Return the data below unchanged, without images.

*-*-*

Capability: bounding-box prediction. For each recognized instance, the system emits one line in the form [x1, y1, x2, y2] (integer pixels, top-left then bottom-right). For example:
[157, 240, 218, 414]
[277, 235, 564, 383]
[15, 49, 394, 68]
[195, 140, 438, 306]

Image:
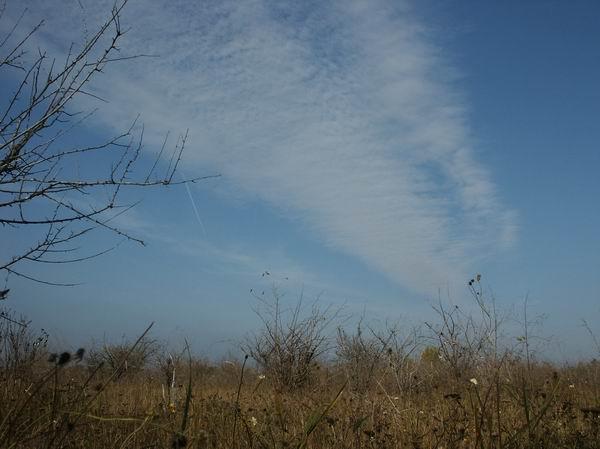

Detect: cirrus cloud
[2, 0, 517, 294]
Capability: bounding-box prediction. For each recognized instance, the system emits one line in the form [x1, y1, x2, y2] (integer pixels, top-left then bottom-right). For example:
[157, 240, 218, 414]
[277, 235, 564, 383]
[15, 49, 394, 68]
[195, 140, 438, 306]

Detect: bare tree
[0, 1, 213, 291]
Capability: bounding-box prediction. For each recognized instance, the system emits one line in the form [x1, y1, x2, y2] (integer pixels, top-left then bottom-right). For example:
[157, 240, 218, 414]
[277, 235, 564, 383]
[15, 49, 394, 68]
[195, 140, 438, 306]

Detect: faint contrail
[180, 170, 207, 238]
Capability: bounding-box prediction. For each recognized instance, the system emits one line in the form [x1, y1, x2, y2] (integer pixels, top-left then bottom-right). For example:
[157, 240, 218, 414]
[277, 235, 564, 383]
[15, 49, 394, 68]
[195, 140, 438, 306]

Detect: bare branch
[0, 0, 215, 290]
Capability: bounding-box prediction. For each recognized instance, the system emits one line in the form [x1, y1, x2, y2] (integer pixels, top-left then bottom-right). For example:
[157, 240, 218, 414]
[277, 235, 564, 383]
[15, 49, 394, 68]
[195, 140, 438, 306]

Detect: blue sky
[1, 0, 599, 359]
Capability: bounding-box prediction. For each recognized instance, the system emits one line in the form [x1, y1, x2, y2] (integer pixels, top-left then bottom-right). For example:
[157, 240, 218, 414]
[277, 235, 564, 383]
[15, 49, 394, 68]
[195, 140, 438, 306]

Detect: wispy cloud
[5, 0, 516, 294]
[109, 210, 370, 306]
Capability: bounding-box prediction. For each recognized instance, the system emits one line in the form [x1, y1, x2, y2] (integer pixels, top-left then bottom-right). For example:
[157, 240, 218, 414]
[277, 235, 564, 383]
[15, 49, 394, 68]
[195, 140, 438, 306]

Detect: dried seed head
[58, 352, 71, 366]
[75, 348, 85, 361]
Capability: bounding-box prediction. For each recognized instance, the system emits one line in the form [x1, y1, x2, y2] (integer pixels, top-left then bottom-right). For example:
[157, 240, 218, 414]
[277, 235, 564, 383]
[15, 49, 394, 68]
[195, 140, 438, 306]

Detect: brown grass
[1, 290, 600, 449]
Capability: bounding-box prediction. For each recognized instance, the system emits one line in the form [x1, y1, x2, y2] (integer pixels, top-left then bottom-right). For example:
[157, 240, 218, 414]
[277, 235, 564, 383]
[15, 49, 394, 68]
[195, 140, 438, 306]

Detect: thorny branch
[0, 1, 216, 290]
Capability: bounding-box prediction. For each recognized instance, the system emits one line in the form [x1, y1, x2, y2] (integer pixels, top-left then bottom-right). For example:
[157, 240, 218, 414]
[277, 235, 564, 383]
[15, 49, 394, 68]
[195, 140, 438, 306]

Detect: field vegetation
[1, 281, 599, 449]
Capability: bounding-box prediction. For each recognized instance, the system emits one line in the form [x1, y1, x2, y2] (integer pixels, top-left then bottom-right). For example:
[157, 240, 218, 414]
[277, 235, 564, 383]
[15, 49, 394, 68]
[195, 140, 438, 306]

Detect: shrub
[88, 335, 157, 379]
[0, 308, 48, 377]
[245, 289, 336, 390]
[336, 321, 386, 394]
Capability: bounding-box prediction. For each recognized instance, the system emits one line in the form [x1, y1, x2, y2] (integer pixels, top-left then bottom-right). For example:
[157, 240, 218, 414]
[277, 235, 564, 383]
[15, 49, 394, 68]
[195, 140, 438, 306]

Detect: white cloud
[3, 0, 517, 294]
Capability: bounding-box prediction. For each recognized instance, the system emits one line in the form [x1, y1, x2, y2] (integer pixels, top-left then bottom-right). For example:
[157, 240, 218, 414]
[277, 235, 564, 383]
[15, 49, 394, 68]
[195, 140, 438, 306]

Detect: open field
[2, 297, 600, 449]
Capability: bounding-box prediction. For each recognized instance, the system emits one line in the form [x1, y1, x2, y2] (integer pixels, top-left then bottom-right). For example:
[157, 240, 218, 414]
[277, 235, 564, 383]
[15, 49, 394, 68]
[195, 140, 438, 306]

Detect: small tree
[0, 1, 211, 291]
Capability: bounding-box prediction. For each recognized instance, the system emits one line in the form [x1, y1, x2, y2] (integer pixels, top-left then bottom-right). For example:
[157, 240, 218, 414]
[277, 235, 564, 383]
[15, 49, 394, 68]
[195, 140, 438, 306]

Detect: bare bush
[87, 335, 157, 379]
[376, 322, 422, 394]
[245, 289, 337, 390]
[336, 321, 385, 394]
[0, 307, 48, 376]
[425, 275, 507, 382]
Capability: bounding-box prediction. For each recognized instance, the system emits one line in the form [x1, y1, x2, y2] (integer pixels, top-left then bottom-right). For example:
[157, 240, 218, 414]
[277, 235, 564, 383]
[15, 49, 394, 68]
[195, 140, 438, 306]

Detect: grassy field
[1, 291, 600, 449]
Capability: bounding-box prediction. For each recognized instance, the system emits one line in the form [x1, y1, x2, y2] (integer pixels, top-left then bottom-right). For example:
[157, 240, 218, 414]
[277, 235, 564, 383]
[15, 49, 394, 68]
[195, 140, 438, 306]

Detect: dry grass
[1, 292, 600, 449]
[2, 352, 600, 448]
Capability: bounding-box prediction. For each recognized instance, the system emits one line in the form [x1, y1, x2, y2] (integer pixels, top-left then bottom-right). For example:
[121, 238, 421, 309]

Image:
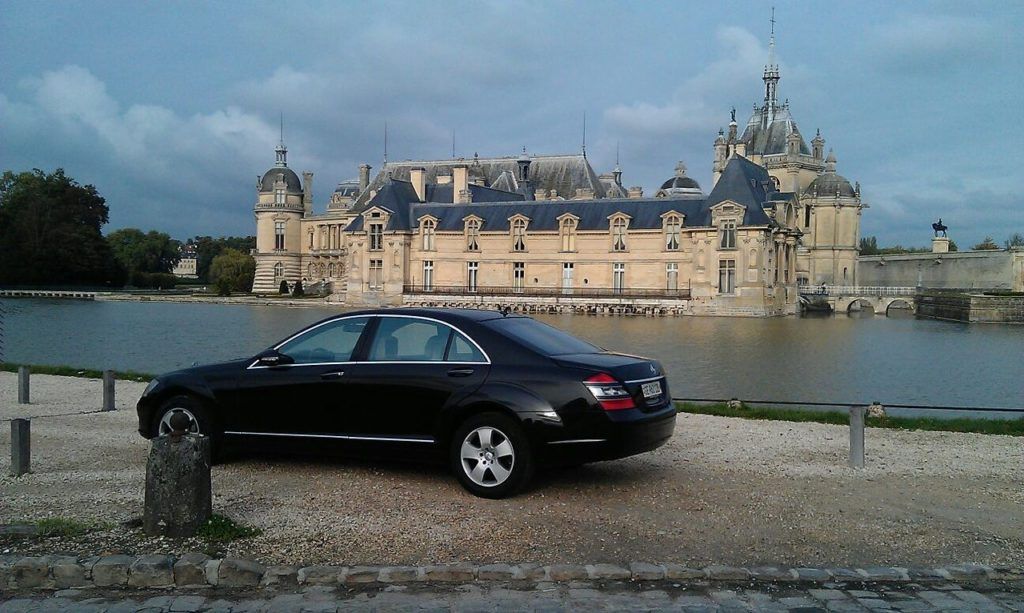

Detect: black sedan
[137, 308, 676, 498]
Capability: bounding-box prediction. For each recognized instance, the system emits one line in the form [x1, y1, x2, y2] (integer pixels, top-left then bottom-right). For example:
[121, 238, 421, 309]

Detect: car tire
[152, 394, 223, 464]
[450, 412, 533, 499]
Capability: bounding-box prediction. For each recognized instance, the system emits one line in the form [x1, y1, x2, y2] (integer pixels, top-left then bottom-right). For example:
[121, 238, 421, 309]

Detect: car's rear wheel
[152, 395, 222, 463]
[450, 412, 533, 499]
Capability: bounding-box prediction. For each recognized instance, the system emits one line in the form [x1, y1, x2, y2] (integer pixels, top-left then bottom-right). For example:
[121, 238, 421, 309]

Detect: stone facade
[858, 249, 1024, 292]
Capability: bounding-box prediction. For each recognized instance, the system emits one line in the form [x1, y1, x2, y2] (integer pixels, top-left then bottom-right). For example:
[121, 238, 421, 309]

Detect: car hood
[158, 357, 251, 381]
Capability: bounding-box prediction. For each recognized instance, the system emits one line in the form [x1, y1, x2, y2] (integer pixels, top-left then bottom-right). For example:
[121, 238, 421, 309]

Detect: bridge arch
[885, 298, 914, 316]
[845, 298, 875, 314]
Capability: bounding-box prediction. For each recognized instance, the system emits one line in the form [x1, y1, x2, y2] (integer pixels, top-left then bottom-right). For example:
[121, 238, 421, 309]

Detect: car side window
[447, 331, 486, 363]
[368, 317, 452, 362]
[278, 317, 370, 364]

*-*-*

Exercise output:
Capability: bounding-box prediction. For each recognized instance, the system emits one line in the form [x1, y1, x2, y2] (integer pixels, top-left then bottom-right). For example:
[157, 240, 218, 414]
[277, 235, 564, 383]
[15, 49, 394, 68]
[195, 140, 438, 306]

Image:

Detect: cirrus cloud
[2, 0, 517, 294]
Capability: bounding-box prediction. For each recognized instance, the system emits one line in the form [x1, y1, x2, y2] (integer pixels, top-left then bottom-right). For example:
[157, 240, 218, 414]
[277, 235, 564, 383]
[15, 49, 394, 68]
[195, 140, 438, 306]

Detect: bare tree
[0, 1, 213, 291]
Capability: bounding-box prediction. For each recognized instance, the system emits one line in the form [x1, y1, x2, y2] (integer pixels, top-left then bottom-right). For example:
[157, 240, 218, 414]
[277, 235, 564, 383]
[15, 49, 394, 68]
[195, 140, 438, 306]

Detect: faint contrail
[180, 170, 207, 238]
Capability: bounding-box prediction. For each recognized instance, the system emits one line in the form [x1, y1, x2, y2] (integer pixels, top-left then bottom-right). For example:
[157, 240, 218, 414]
[277, 235, 564, 383]
[15, 49, 394, 68]
[195, 140, 438, 306]

Detect: bare branch
[0, 0, 215, 290]
Capability: bounding-box prediction. For each recognized instance, the system emits one line in the form [x1, y1, x2, y2] (integer pixels, top-left then bottom-right). For example:
[157, 240, 218, 414]
[277, 235, 564, 383]
[15, 49, 394, 68]
[195, 140, 438, 306]

Detect: blue sky
[1, 0, 599, 359]
Capability: bounding-box prediction. For each recognized instance, the system emits one line in the form [x1, y1, x2, y2] (integer pixels, top-left then bottom-right). For example:
[157, 240, 218, 414]
[277, 235, 564, 383]
[15, 49, 394, 68]
[195, 140, 438, 306]

Detect: wispy cloud
[5, 0, 516, 294]
[109, 210, 370, 306]
Capability: bounding-box prediction. For each recognized instance, the system emits one line in the form [x1, y1, x2, y2] (integer pixels, top-left then bottom-right). For example:
[157, 240, 218, 414]
[277, 235, 564, 383]
[15, 49, 394, 68]
[195, 140, 438, 306]

Detect: dried seed head
[58, 352, 71, 366]
[75, 348, 85, 361]
Capability: bounding-box prediction. For each recognized instance, the system emits one line in the form [x1, y1, x2, y2] (integer pixels, top-left then bottom-right). For example:
[157, 240, 218, 414]
[277, 235, 564, 383]
[15, 49, 394, 68]
[195, 140, 438, 306]

Detect: brown grass
[1, 290, 600, 449]
Capability: bounding-box prediction. For each recognized instance, the system emits one line in the form [x1, y1, x2, y2] (integer pixels, top-left then bottom-right). For example:
[157, 240, 218, 414]
[277, 235, 564, 383]
[15, 49, 394, 68]
[195, 140, 438, 306]

Detect: thorny branch
[0, 1, 216, 290]
Capability: bounding-box prediction. For each recognized instance, the system emits one line in the form [x1, y1, x2, y2] (integer pixels, top-left then bottom-right). For example:
[157, 240, 218, 414]
[277, 235, 564, 383]
[15, 49, 394, 68]
[195, 140, 438, 306]

Detect: field vegetation
[1, 281, 599, 449]
Capability: bounding-box prediction. For each recognized instance, the system emits one line in the form [x1, y1, x2, y2] (integer pixels, top-left then bottom-right). For example:
[157, 240, 218, 414]
[277, 235, 564, 383]
[15, 49, 394, 68]
[195, 140, 438, 306]

Detect: shrub
[88, 335, 157, 379]
[0, 308, 48, 377]
[245, 289, 336, 390]
[336, 321, 386, 394]
Capability: bounding-box prediction. For each recognized instance, the system emits one line in the form [x1, y1, x2, y2] (integer pixels, top-left then bottom-right). For example:
[157, 240, 218, 414]
[277, 235, 564, 383]
[15, 49, 394, 68]
[195, 140, 438, 306]

Detect: white cloud
[3, 0, 517, 294]
Capability: bounding-box prediction. For each recognized instance, the system emits one line in the form [x1, y1, x2, y2] (integer pixels, top-left then bottom-right). For example:
[157, 240, 218, 414]
[277, 235, 564, 383]
[15, 49, 394, 68]
[195, 140, 438, 306]

Detect: open field
[2, 297, 600, 449]
Capability: bounding-box prediction. For each recognized instance, the system emits one line in the form [x1, y1, x2, y2] (integer pixels, top-left then bottom-right). For example:
[157, 240, 218, 414]
[277, 235, 564, 383]
[15, 49, 394, 68]
[195, 140, 438, 306]

Detect: small tree
[0, 1, 211, 291]
Capability: bounding-box prediction. For each recognized instance, the system emits one line in the form [x1, y1, x2, y2] (integer pixels, top-left then bottom-right). For example:
[157, 240, 218, 414]
[277, 235, 564, 383]
[15, 49, 394, 68]
[195, 140, 438, 306]

Detect: bare bush
[87, 335, 157, 379]
[376, 322, 422, 394]
[245, 289, 337, 390]
[336, 321, 385, 394]
[0, 307, 48, 376]
[425, 275, 507, 382]
Capability: bounding-box prediction. For each recognized instance, the system emits one line in the form [x1, y1, x2, y2] (integer pixels, top-left then bottom-right). For example:
[157, 240, 218, 414]
[277, 235, 564, 383]
[15, 49, 394, 68]
[195, 140, 438, 306]

Detect: grassy field
[1, 291, 600, 449]
Capability: bounding-box prediction. For each recognized instance, the system emits one line in the form [x1, y1, x2, y2] (integer pixels, top-left then bottom-right). For example:
[157, 240, 218, 414]
[277, 235, 564, 383]
[15, 49, 394, 68]
[195, 140, 438, 306]

Detect: dry grass
[1, 292, 600, 449]
[2, 352, 600, 448]
Capability: bounding-box prediction. For each recognized instance, the system emits one line in the form [x1, y1, x2, y2] (integer pixels, top-left then bottom-right). For example:
[121, 238, 421, 309]

Image:

Detect: black sedan
[137, 308, 676, 498]
Capability: bounding-box prediction. For each recognized instance, the system emits one line in the form [x1, y1, x2, y2] (integer pixels, top-left then bottom-right). For example:
[121, 238, 421, 309]

Detect: car tire
[152, 394, 223, 464]
[450, 412, 533, 499]
Capability: bounding-box prediction. For each recognized instance, the system emits one line in the form [x1, y1, x2, y2] (integer pixels, top-left then bottom-right). For example:
[121, 238, 421, 309]

Detect: car's rear wheel
[152, 395, 222, 463]
[450, 412, 533, 499]
Capability: bounding-box prediction. For each recognized instance, the system emits one line in the form [x1, y1, x2, y2] (integer pixels, top-left then bottom-right). For example:
[121, 238, 421, 309]

Detect: stone facade
[858, 249, 1024, 292]
Capability: bounding-box prediction. For each recognized instance, the system emits one line in the form [x1, y1, x2, y2] (integer pixels, top-left then bottom-right). For example:
[121, 238, 421, 309]

Detect: car hood
[158, 357, 251, 381]
Capability: bounding-box prediction. For each recognized instance, the system emits one line in the form [x1, y1, x2, y2] (integer pixels, top-left then bottom-right). For example:
[121, 238, 421, 309]

Detect: bridge arch
[885, 298, 914, 316]
[845, 298, 875, 314]
Capability: bounding-box prediction. For each recognized instance, the system emits one line in the form [x1, y1, x2, y2] (integer pixels, top-left then bottom-right). For example:
[121, 238, 421, 309]

Detect: car side window
[447, 331, 486, 363]
[368, 317, 452, 362]
[278, 317, 370, 364]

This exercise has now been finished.